> [TASK DESCRIPTION]:
Please carry on the article about surprises in Apple's App Store Review Guidelines from the point where it stops.

> [PASSAGE GIVEN]:
***

Surprises In The Apple App Store Review Guidelines

We get asked about a myriad of crazy and wonderful ideas for App Development for iOS / iPhone / iPad / Android. My first piece of advice to all new customers is to read Apple’s App Store Review Guidelines. They contain some wonderful hidden gems that can completely blow an App idea out of the water. Here’s a few of our favourite hidden secrets from the guidelines.

No Emergency Services

Section 5.1.5 of the guidelines contains the sentence “Location-based APIs shouldn’t be used to provide emergency services…”. This means that you should not submit an App to Apple for approval that uses the GPS sensor (or other location detecting mechanisms) for providing the location of the user to emergency services. Presumably the reason for this is so that Apple can (sensibly) avoid being sued if someone dies or suffers serious illness or injury because the location services on their iPhone failed to report the location correctly to the emergency App. If you are thinking that no-one would ever want to create an App that does this, you would be wrong! About five years ago we were approached to build just such an App! Fortunately our knowledge of the guidelines meant that we could immediately tell the customer this before they invested any money in their App idea!

***

> [GIVEN DATA]:
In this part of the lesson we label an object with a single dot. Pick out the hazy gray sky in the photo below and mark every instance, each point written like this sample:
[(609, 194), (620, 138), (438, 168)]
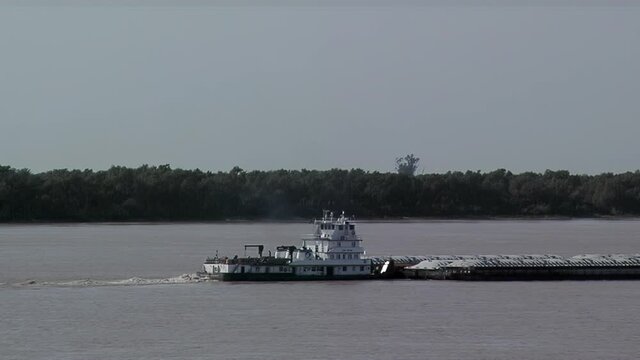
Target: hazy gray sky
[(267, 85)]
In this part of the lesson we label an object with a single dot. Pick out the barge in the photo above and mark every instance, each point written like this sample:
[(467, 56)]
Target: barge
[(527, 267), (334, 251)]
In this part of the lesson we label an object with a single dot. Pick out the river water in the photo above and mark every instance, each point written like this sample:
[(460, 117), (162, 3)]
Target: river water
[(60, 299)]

***

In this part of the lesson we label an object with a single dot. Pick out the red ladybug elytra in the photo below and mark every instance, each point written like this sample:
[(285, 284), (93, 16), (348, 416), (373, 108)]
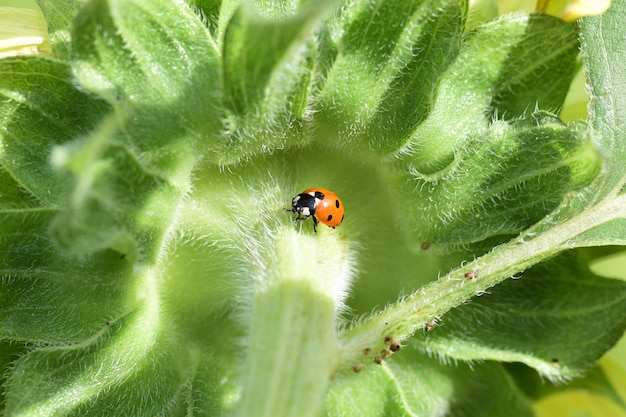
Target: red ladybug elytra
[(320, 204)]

***

> [FINAL ANSWER]:
Bypassing Apple’s Digital Subscription Model

Section 3.1.3 (b) of the guidelines says “You must not directly or indirectly target iOS users to use a purchasing method other than in-app purchase, and your general communications about other purchasing methods must not discourage use of in-app purchase.” This means that if your app allows a digital subscription or other digital purchases, you can’t entice the users away from the App to purchase directly on your web site or anywhere else! You could not, for example, provide a link in your App to your web site that allows users to sign up for your service there. Apple want their 30% and you have to give it to them!

No Copying!

Section 4.1 has the wording “Don’t simply copy the latest popular app on the App Store, or make some minor changes to another app’s name or UI and pass it off as your own.” This means that you should not create a new App called “Wingy Birds” just because you like the popular “Flappy Birds” App. Having said that, there do seem to be an awful lot of clone Apps out there on Apple’s store, so many attempts at copying do seem to sneak through. We would strongly advise our clients to never attempt this though!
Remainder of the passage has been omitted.